- Required work
Could you return, word for word, everything from the start of the entries below down to the line that contains "[[76, 671], [13, 734]]", with both ends included? Leave the pictures out of your answer.

- Material for the task
______

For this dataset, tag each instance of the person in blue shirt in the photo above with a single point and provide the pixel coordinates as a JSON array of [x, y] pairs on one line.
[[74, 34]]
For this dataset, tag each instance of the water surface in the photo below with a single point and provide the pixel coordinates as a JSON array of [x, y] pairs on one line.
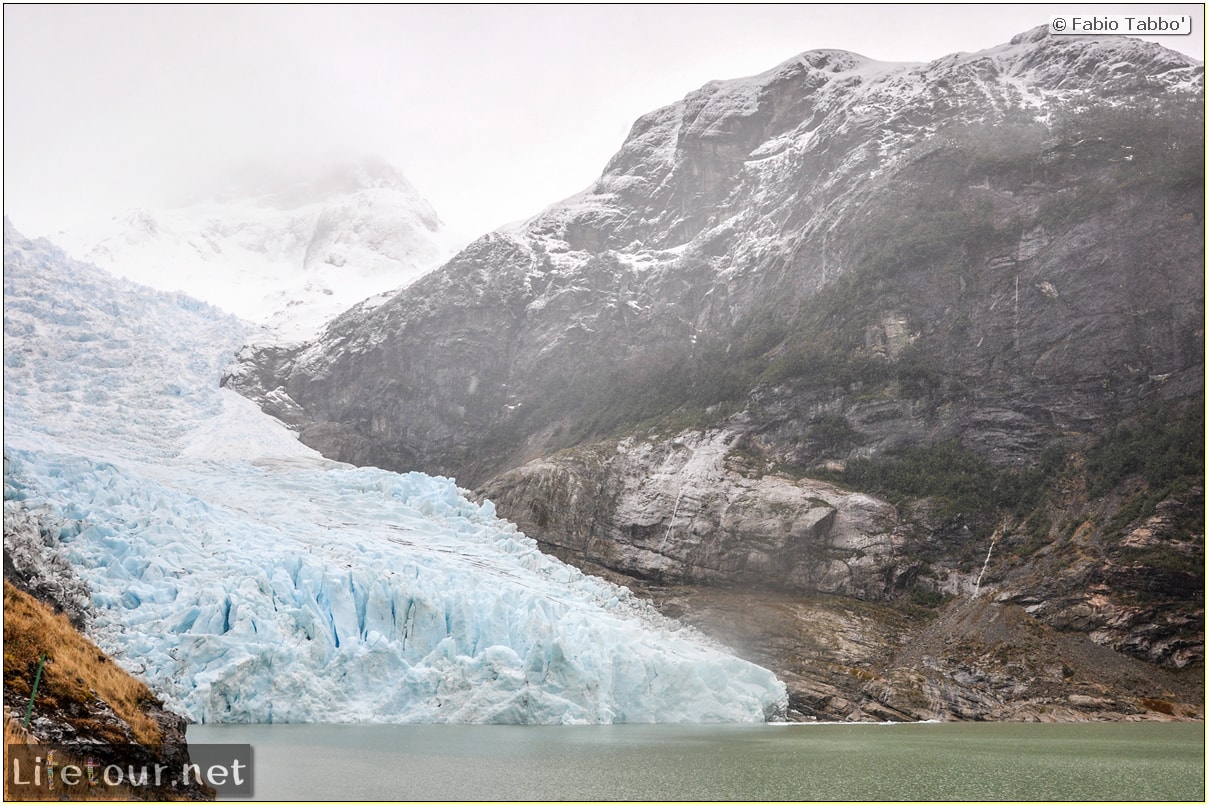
[[833, 761]]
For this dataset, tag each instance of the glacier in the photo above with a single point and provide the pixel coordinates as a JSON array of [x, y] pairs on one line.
[[249, 579]]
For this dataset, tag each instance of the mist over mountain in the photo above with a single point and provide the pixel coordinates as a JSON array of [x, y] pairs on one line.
[[288, 247], [924, 338]]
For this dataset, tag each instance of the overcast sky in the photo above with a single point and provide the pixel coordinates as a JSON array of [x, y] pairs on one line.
[[492, 111]]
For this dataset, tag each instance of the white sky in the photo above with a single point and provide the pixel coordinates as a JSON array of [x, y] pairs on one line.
[[492, 111]]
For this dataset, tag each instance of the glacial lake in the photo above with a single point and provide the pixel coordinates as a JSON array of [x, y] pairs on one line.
[[811, 761]]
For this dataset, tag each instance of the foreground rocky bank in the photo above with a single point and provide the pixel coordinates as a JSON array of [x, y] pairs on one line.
[[891, 373]]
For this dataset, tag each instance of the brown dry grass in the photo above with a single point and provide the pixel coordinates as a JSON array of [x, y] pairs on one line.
[[76, 671], [13, 734]]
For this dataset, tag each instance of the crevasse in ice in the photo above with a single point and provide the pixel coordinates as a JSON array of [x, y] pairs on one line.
[[248, 579]]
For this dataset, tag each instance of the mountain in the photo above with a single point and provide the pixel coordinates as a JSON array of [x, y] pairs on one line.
[[285, 248], [839, 359], [247, 579]]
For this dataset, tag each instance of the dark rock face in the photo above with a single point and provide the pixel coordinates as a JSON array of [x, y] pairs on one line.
[[889, 212], [825, 264]]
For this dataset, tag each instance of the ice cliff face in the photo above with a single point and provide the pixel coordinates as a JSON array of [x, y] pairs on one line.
[[247, 579], [971, 207], [277, 249], [995, 255]]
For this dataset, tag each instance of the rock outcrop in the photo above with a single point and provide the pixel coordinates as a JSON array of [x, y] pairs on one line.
[[939, 284]]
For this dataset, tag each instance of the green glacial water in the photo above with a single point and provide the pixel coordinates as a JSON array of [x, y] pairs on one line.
[[825, 761]]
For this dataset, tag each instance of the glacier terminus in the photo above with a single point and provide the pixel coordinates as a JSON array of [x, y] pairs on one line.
[[248, 579]]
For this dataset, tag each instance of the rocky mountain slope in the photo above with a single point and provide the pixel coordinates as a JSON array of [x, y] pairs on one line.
[[285, 249], [890, 332]]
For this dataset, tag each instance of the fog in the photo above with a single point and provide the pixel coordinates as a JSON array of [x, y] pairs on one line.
[[493, 112]]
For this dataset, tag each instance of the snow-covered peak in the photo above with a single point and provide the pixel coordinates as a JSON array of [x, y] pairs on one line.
[[283, 249], [247, 579]]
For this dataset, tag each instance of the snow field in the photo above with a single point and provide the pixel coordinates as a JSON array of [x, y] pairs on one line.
[[248, 579]]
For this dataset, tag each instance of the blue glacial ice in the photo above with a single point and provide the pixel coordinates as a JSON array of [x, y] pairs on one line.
[[248, 579]]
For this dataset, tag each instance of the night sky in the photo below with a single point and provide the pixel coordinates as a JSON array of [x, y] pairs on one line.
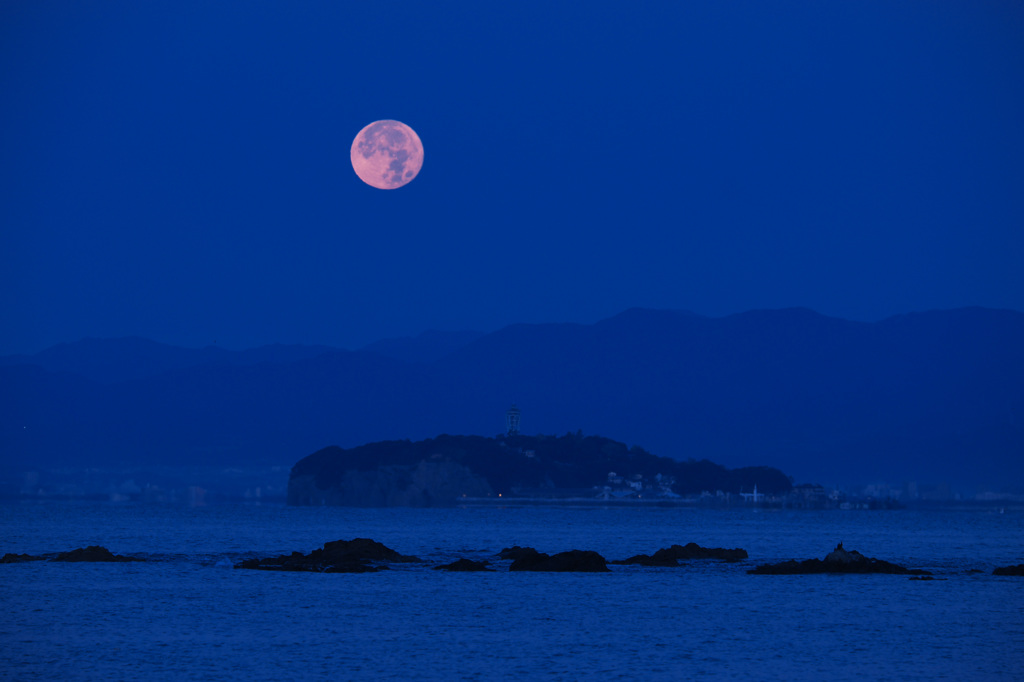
[[180, 170]]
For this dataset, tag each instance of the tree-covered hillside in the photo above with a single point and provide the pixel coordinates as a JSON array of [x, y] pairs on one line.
[[385, 472]]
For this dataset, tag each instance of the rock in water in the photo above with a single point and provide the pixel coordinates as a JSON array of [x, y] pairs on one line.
[[1010, 570], [839, 560], [465, 565], [341, 556], [673, 555], [93, 553], [573, 560]]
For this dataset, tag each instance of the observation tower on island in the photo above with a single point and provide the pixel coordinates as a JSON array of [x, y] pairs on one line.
[[512, 421]]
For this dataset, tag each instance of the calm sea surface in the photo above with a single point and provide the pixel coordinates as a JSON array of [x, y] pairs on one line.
[[179, 615]]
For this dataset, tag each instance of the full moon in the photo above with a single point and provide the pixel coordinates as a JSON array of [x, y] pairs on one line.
[[387, 155]]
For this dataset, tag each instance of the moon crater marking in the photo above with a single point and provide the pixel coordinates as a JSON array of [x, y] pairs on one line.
[[387, 155]]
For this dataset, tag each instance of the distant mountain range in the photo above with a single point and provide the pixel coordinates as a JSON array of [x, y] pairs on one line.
[[930, 396]]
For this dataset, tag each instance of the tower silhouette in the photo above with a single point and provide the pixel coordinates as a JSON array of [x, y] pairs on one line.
[[512, 421]]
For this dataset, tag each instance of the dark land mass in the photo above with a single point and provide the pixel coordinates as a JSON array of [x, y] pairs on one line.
[[673, 555], [442, 470], [466, 565], [839, 560], [342, 556], [91, 553], [925, 396], [571, 561]]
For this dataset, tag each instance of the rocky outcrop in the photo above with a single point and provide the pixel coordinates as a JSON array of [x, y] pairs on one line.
[[465, 565], [93, 553], [425, 484], [1010, 570], [573, 560], [516, 552], [839, 560], [342, 556], [673, 555]]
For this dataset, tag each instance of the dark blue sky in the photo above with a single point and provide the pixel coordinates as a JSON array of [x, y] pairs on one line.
[[180, 170]]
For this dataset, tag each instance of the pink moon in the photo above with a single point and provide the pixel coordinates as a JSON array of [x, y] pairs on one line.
[[387, 155]]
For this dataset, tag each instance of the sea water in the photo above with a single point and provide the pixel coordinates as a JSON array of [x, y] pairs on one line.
[[182, 614]]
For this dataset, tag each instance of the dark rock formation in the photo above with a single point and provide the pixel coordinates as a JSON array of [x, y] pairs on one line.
[[1010, 570], [673, 555], [465, 564], [342, 556], [839, 560], [516, 552], [93, 553], [20, 558], [573, 560]]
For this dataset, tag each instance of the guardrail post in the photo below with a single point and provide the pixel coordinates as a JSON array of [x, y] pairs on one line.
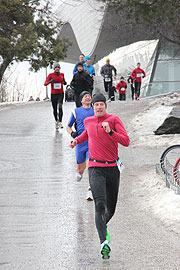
[[178, 189], [167, 182]]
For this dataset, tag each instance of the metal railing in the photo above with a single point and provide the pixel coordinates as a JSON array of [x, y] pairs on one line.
[[167, 173]]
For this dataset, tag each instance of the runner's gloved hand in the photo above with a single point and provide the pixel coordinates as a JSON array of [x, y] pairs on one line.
[[52, 80], [74, 134]]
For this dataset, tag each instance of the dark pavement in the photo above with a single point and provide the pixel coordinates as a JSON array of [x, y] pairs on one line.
[[46, 222]]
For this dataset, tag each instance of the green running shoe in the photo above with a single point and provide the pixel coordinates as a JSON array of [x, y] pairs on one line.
[[105, 250], [107, 235]]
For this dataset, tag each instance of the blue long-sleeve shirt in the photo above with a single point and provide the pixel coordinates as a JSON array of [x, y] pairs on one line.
[[89, 69]]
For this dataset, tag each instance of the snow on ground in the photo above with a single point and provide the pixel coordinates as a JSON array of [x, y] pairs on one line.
[[153, 195], [160, 200], [145, 123]]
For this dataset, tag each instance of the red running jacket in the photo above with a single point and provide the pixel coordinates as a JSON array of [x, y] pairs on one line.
[[137, 74], [122, 86], [102, 146], [57, 86]]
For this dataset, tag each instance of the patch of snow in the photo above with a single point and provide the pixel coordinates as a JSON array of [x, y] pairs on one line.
[[145, 123], [160, 200]]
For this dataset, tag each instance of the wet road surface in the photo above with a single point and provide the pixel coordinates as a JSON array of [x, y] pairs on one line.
[[45, 220]]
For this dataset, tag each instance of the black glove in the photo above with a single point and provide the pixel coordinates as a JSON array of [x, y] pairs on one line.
[[52, 80], [74, 134]]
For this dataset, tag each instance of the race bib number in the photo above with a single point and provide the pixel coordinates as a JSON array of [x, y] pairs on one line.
[[120, 165], [107, 79], [57, 85]]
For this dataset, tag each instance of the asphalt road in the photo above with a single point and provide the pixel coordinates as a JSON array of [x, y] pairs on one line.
[[46, 222]]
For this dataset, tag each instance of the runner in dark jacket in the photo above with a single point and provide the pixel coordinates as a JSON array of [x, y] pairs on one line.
[[107, 73], [131, 82], [81, 81]]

______

- Written answer
For this dataset, tag each instance of the person in blue shirt in the photo above with a single point and provide the pixel coordinates as a JSON array of [x, y] pairs on one line.
[[74, 34]]
For this dataset, tag each instance of the water surface in the photo below with a single point and provide the pixel coordinates as a JSON array of [x, y] pairs on one line.
[[833, 761]]
For this dataset, tag each instance of the glacier in the photo above with a single point and provide the pixel coordinates as a JSON array of [x, y] pairs on one line.
[[249, 579]]
For this dataset, tag each instance of the mist over mountain in the photo above with a single point and provide the pixel coordinates as a JSON array of [x, y] pairs on one line.
[[288, 247], [924, 338]]
For this dataset, tag each instance of the overcast sky in the photo above with a single point and provide the pixel coordinates as a JSON array of [x, y] pairs on one line.
[[492, 111]]
For this dataset, tag each instance of the white sky in the photo above with a single point and provide the pixel coordinates as a JSON array of [x, y] pairs on one line.
[[492, 111]]
For this dataset, tag each instance of the glacial lake in the photo above with a single point and provide the pixel coordinates as a JSON array of [x, y] pairs on one line.
[[811, 761]]
For this dataset, tag each instance of the foreground rocky bank in the photo above with a single point and provide the pixel coordinates as a JSON array of [x, y] pairs on one line.
[[891, 373]]
For this dataset, tag each instance of the brown dry grass in the photo above with a single point and provide the pixel coordinates as a JSON array of [x, y] pairs on one line.
[[76, 671], [13, 734]]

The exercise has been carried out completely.